SHORT PROBLEM: Extract the records below word for word and ignore the images.
'''
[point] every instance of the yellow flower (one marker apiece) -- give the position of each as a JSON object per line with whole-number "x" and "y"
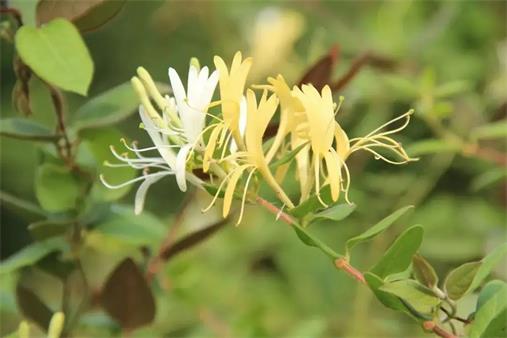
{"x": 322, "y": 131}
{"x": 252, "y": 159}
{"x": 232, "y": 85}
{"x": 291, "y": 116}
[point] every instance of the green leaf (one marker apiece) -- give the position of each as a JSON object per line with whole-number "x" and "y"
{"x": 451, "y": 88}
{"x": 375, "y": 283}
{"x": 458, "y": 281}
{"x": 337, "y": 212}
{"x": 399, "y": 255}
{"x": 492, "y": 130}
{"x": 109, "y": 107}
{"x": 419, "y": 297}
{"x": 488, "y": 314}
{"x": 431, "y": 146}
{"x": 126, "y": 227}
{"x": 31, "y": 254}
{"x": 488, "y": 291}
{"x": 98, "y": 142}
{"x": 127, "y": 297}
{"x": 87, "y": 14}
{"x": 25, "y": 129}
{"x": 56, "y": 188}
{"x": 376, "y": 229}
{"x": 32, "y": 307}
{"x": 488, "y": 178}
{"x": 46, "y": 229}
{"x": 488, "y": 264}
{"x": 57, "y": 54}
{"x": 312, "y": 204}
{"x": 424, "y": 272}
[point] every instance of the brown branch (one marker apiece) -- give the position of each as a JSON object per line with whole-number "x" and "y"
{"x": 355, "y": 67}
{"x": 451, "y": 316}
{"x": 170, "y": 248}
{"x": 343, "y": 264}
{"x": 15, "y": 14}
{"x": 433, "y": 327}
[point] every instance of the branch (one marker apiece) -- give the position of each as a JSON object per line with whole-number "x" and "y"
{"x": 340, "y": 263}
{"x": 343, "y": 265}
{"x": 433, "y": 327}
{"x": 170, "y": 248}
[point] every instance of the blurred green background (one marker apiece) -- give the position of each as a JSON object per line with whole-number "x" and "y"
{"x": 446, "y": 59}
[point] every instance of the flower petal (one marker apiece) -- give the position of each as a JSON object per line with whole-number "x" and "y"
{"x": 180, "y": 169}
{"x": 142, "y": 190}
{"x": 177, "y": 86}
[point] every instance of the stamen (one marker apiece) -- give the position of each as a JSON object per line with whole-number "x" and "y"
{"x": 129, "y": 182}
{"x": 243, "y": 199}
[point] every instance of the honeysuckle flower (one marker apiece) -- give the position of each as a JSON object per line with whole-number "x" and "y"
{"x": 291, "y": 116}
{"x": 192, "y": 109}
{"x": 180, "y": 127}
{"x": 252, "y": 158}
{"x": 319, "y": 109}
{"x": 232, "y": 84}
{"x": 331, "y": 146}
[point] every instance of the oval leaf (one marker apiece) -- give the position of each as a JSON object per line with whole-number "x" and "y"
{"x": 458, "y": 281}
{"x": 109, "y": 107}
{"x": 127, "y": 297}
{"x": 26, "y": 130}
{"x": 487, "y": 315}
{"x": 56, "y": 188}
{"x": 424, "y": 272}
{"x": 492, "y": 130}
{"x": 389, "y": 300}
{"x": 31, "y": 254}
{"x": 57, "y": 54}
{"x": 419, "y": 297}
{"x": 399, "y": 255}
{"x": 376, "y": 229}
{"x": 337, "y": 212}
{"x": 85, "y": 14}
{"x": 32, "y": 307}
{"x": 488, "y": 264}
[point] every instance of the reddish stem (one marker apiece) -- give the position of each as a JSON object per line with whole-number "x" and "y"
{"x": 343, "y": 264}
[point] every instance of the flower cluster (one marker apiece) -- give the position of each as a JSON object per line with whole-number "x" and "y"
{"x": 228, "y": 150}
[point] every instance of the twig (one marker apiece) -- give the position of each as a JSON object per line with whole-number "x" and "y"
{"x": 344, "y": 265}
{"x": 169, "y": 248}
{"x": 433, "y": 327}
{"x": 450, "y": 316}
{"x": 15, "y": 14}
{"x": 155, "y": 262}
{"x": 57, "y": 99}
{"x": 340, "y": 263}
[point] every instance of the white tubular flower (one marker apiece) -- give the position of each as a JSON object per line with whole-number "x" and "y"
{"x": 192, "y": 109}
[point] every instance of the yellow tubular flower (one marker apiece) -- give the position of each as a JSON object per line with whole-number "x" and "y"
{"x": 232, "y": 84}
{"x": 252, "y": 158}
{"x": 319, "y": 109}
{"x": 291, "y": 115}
'''
SOLUTION FOR THIS PROBLEM:
[point] every instance of the yellow flower (one marker apiece) -- give the position of each as a JSON object per line with whole-number "x" and "y"
{"x": 322, "y": 131}
{"x": 252, "y": 159}
{"x": 232, "y": 85}
{"x": 291, "y": 116}
[point] every instance of the green leaf (one marker apiece) -- give the position of each as a JSON object per line with whole-number "x" and "y"
{"x": 451, "y": 88}
{"x": 375, "y": 283}
{"x": 458, "y": 281}
{"x": 337, "y": 212}
{"x": 399, "y": 255}
{"x": 492, "y": 130}
{"x": 109, "y": 107}
{"x": 419, "y": 297}
{"x": 488, "y": 314}
{"x": 431, "y": 146}
{"x": 126, "y": 227}
{"x": 31, "y": 254}
{"x": 488, "y": 291}
{"x": 98, "y": 142}
{"x": 127, "y": 297}
{"x": 87, "y": 14}
{"x": 25, "y": 129}
{"x": 56, "y": 188}
{"x": 376, "y": 229}
{"x": 32, "y": 307}
{"x": 488, "y": 178}
{"x": 46, "y": 229}
{"x": 488, "y": 264}
{"x": 57, "y": 54}
{"x": 312, "y": 204}
{"x": 424, "y": 272}
[point] every instance of the brown branch (one marker apiece) -- give the position of each as a JSON object per line with whole-number "x" and "y"
{"x": 355, "y": 67}
{"x": 451, "y": 316}
{"x": 170, "y": 248}
{"x": 343, "y": 264}
{"x": 15, "y": 14}
{"x": 433, "y": 327}
[point] every instance of the branch (one marker apiece) -- give the position of each as a JSON object per line with whole-number "x" and "y"
{"x": 340, "y": 263}
{"x": 343, "y": 265}
{"x": 433, "y": 327}
{"x": 170, "y": 248}
[point] every instance of the blurred green background (one marker apiece) -- give the position of each as a JSON object per line with whole-number "x" and "y"
{"x": 446, "y": 59}
[point] every instance of the flower petal (one marker apiece) -- give the position of each as a JSON object per line with whole-number "x" and "y"
{"x": 180, "y": 169}
{"x": 142, "y": 190}
{"x": 177, "y": 86}
[point] every instance of the stamen (one marker apiece) -- give the position of each as a JSON object per line with whole-number "x" and "y"
{"x": 129, "y": 182}
{"x": 243, "y": 199}
[point] every instance of the honeysuckle flower (one marker apiece) -- give the position of each as a JSON object per line with whole-number "x" and "y"
{"x": 291, "y": 116}
{"x": 192, "y": 109}
{"x": 180, "y": 127}
{"x": 252, "y": 158}
{"x": 319, "y": 109}
{"x": 232, "y": 84}
{"x": 331, "y": 146}
[point] every instance of the oval leaf (one marker apiece) -- give the position of each as a JSON object per line with whole-number "x" and "y"
{"x": 458, "y": 281}
{"x": 109, "y": 107}
{"x": 127, "y": 297}
{"x": 26, "y": 130}
{"x": 487, "y": 315}
{"x": 56, "y": 188}
{"x": 424, "y": 272}
{"x": 492, "y": 130}
{"x": 389, "y": 300}
{"x": 31, "y": 254}
{"x": 57, "y": 54}
{"x": 419, "y": 297}
{"x": 399, "y": 255}
{"x": 376, "y": 229}
{"x": 337, "y": 212}
{"x": 85, "y": 14}
{"x": 32, "y": 307}
{"x": 488, "y": 264}
[point] every instance of the reddish stem (one marker apiece) -- give the position of each as a JSON object per line with whole-number "x" and "y"
{"x": 343, "y": 264}
[point] every instance of the flower cluster (one marker apiece) -- give the position of each as a JSON object per line with whole-number "x" and "y"
{"x": 228, "y": 150}
[point] every instance of the twig (one marker apiece) -- give the position of each as a JSON object per line with whole-number "x" and "y"
{"x": 344, "y": 265}
{"x": 169, "y": 248}
{"x": 433, "y": 327}
{"x": 450, "y": 316}
{"x": 15, "y": 14}
{"x": 155, "y": 262}
{"x": 57, "y": 99}
{"x": 340, "y": 263}
[point] every instance of the white tubular flower (one marker apiece) -- give the position of each as a JSON object per line with whole-number "x" and "y"
{"x": 192, "y": 109}
[point] every instance of the yellow tubular flower (one marker apiece) -- give the position of each as a JSON object per line with whole-number "x" and "y"
{"x": 232, "y": 84}
{"x": 252, "y": 158}
{"x": 319, "y": 109}
{"x": 291, "y": 115}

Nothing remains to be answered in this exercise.